Given information Start Marker

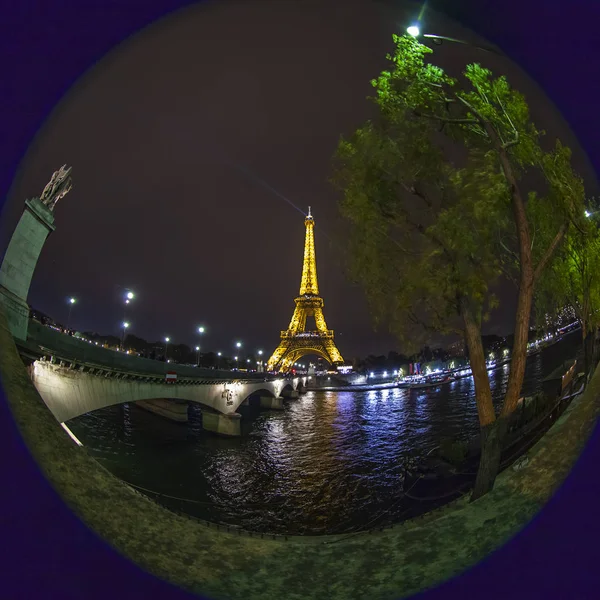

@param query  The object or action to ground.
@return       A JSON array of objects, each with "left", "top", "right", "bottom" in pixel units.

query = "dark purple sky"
[{"left": 1, "top": 0, "right": 597, "bottom": 359}]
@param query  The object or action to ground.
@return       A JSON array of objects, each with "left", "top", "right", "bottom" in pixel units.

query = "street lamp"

Given information End Marker

> Problem to work on
Word for word, repeat the data above with the pictures left out.

> Solution to this problem
@param query  The object or action to ground.
@return       A JSON array of objects, each with "left", "top", "right", "bottom" in pixel units.

query = "dark purple sky"
[{"left": 1, "top": 0, "right": 597, "bottom": 359}]
@param query  The object or action to ground.
@return       A JSON array of objects, each with "left", "top", "right", "bottom" in pixel units.

query = "street lamp"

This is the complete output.